What you need to do »
All lines ahead of the one containing "woman in white" are to be left out; that line and each one after it, through the end of the records below, are to be duplicated exactly.
# # #
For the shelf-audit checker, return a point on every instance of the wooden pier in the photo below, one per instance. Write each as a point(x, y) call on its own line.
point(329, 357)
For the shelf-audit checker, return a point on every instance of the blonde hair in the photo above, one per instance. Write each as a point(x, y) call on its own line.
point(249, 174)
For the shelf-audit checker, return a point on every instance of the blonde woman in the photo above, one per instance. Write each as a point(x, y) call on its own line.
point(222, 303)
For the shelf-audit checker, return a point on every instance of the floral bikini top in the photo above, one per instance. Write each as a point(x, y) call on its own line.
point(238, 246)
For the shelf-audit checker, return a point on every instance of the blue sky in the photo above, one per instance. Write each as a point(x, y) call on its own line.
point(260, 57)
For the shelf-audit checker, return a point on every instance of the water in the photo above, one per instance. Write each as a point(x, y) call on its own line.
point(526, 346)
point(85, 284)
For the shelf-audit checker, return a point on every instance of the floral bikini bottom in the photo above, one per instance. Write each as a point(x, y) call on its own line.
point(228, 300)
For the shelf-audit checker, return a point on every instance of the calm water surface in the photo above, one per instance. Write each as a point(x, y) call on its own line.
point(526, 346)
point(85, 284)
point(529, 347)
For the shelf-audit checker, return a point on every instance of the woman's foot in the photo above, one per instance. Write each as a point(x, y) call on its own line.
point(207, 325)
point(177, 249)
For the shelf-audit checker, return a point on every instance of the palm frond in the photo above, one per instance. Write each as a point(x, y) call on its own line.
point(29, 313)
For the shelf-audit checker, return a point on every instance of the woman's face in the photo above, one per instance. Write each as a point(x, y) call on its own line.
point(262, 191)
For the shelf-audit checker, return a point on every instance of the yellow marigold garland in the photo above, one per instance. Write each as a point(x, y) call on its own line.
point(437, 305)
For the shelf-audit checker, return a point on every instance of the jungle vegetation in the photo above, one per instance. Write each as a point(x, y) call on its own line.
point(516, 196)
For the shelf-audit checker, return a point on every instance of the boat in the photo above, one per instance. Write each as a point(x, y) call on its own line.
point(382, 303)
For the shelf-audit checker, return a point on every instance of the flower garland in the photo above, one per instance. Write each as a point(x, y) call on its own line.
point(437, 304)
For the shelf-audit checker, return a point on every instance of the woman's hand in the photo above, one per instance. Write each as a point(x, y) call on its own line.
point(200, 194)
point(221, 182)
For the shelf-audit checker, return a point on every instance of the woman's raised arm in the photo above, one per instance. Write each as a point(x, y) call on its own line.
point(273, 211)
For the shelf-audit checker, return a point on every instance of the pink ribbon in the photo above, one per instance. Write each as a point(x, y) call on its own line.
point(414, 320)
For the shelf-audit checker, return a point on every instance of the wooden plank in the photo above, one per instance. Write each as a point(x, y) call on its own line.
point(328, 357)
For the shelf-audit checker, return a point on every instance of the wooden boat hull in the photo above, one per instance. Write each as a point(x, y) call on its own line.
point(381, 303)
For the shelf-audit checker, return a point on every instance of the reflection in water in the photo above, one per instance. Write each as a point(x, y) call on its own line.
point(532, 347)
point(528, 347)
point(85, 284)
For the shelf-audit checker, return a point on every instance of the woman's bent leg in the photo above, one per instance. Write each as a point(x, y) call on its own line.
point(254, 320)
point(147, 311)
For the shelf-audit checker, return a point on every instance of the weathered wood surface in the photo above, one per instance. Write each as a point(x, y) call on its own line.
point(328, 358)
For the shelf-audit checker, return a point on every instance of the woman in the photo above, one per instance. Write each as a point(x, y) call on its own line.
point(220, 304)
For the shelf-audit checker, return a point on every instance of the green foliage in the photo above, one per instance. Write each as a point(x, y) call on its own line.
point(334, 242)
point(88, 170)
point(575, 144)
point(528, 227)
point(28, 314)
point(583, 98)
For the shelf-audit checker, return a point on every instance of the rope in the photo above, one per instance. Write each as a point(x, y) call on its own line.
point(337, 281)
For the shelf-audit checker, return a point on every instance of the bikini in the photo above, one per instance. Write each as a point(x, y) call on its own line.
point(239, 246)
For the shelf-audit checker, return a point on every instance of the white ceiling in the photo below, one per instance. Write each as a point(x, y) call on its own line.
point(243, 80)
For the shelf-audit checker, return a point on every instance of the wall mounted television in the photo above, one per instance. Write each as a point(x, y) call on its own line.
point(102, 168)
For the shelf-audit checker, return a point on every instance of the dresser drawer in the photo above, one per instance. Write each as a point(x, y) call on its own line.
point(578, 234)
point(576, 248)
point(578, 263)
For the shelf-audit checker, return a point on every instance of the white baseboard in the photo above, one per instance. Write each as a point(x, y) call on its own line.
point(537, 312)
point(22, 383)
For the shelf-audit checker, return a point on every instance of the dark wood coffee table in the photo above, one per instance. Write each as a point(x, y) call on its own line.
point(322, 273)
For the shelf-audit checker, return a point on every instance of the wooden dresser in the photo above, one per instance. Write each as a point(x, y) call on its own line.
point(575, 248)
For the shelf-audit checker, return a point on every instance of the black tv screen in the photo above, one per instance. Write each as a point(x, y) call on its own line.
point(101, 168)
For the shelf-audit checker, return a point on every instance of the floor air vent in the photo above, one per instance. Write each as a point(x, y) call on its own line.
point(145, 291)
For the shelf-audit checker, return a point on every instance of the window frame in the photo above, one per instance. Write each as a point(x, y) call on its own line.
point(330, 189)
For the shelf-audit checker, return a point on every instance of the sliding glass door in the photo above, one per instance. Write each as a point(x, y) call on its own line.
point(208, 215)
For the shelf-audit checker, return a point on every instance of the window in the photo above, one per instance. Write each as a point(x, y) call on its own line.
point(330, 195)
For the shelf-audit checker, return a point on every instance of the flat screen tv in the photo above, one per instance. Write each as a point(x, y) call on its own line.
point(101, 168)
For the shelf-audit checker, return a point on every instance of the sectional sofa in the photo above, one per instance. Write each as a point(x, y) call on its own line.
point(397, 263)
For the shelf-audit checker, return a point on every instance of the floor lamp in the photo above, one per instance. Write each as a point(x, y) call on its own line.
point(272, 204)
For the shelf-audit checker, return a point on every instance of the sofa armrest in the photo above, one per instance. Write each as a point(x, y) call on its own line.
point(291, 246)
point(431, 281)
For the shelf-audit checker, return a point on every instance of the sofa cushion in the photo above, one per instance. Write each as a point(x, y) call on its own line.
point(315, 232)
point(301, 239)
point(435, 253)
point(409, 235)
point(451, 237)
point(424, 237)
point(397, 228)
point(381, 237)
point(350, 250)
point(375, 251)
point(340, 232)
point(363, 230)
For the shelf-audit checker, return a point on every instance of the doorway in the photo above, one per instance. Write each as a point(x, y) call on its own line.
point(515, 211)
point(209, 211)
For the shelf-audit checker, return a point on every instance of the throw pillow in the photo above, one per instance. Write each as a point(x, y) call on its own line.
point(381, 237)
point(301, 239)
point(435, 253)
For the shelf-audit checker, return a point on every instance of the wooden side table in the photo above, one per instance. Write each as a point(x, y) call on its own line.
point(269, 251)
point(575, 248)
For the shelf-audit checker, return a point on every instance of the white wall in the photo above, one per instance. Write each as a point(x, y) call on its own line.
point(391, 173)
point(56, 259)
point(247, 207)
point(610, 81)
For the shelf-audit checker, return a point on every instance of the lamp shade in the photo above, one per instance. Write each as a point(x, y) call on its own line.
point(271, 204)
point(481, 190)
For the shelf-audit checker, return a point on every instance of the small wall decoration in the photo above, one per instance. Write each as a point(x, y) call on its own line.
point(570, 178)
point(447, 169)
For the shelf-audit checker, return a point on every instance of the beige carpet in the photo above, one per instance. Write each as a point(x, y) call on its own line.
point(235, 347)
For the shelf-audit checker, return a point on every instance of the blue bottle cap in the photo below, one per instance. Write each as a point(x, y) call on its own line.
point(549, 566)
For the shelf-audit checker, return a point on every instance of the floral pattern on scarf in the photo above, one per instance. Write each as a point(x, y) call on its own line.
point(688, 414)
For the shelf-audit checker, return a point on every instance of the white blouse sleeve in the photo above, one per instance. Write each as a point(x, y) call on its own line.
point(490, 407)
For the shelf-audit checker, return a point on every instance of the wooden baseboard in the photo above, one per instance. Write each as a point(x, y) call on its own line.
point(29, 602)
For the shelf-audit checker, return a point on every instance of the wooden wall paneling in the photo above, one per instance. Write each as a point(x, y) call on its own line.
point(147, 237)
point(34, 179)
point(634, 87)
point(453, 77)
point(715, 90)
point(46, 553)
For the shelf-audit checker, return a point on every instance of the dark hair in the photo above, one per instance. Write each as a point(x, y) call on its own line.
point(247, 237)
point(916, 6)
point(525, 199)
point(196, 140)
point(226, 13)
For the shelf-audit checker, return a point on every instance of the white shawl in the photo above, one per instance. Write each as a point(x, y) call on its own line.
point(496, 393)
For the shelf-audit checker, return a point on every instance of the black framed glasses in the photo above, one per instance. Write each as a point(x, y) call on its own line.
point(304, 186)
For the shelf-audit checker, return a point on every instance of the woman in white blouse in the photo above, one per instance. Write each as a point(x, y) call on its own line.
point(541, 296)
# # #
Expected answer »
For the shelf-audit checker, return a point on every instance of the woman in white blouse in the photo above, one per instance. Write each as a point(x, y) call on its own line.
point(541, 296)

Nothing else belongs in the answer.